-- START Given data --

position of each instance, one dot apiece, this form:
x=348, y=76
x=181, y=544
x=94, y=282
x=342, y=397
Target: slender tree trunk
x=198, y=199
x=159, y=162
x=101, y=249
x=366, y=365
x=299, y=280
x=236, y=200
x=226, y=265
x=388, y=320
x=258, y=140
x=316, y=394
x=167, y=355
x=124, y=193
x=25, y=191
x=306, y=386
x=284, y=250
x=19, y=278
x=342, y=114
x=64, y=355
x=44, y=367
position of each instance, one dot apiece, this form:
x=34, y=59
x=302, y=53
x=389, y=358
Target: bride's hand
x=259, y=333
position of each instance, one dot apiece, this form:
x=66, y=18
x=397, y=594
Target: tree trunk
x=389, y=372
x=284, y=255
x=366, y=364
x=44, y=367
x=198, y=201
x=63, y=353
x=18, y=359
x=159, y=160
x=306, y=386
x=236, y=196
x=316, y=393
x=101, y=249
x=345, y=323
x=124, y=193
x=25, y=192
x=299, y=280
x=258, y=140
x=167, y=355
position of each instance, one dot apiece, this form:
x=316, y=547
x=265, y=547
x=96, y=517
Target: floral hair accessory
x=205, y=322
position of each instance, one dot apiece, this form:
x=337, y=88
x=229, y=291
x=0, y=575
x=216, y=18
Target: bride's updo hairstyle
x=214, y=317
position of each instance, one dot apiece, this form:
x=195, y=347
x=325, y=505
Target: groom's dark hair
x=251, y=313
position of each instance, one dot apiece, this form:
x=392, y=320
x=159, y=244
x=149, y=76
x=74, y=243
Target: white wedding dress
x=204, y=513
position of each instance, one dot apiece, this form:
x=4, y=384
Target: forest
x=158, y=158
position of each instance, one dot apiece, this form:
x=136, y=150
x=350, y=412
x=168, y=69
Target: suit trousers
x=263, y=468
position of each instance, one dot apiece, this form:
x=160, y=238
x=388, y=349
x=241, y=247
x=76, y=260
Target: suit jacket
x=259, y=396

-- END Given data --

◆ Set problem
Reproduce the listing above in full, changing every "Target" to "Object" and leaving all other text as it is.

◆ Answer to the problem
position of each instance, one dot apiece, this form:
x=348, y=76
x=181, y=544
x=94, y=282
x=342, y=397
Object: slender tree trunk
x=198, y=199
x=159, y=162
x=101, y=249
x=366, y=365
x=299, y=280
x=236, y=200
x=226, y=265
x=388, y=320
x=258, y=140
x=316, y=394
x=167, y=355
x=124, y=193
x=25, y=191
x=306, y=386
x=284, y=250
x=19, y=278
x=342, y=114
x=64, y=355
x=44, y=367
position of each instance, one dot apiece, this form:
x=34, y=59
x=302, y=53
x=389, y=358
Object: bride's hand
x=259, y=333
position of each instance, one dot apiece, this form:
x=66, y=18
x=397, y=594
Object: tree trunk
x=389, y=372
x=284, y=255
x=366, y=364
x=44, y=367
x=198, y=201
x=63, y=353
x=18, y=359
x=159, y=160
x=306, y=386
x=236, y=196
x=316, y=393
x=101, y=249
x=345, y=323
x=124, y=193
x=25, y=192
x=299, y=280
x=258, y=140
x=167, y=355
position of each instance, one dot apiece, this form:
x=316, y=547
x=265, y=547
x=96, y=517
Object: floral hair accessory
x=205, y=322
position of each instance, one dot apiece, this form:
x=337, y=88
x=229, y=291
x=0, y=575
x=216, y=18
Object: bride's updo hairstyle
x=214, y=317
position of each instance, one dot apiece, this form:
x=195, y=347
x=325, y=505
Object: groom's dark hair
x=251, y=313
position of each instance, one dot apiece, this form:
x=392, y=320
x=159, y=244
x=149, y=76
x=74, y=243
Object: white wedding dress
x=204, y=513
position of each instance, one dot apiece, this form:
x=4, y=384
Object: forest
x=158, y=158
position of each instance, one dot apiece, this form:
x=136, y=150
x=350, y=412
x=168, y=69
Object: suit trousers
x=263, y=468
position of each instance, one dot apiece, this form:
x=160, y=238
x=388, y=349
x=241, y=247
x=76, y=260
Object: suit jacket
x=259, y=396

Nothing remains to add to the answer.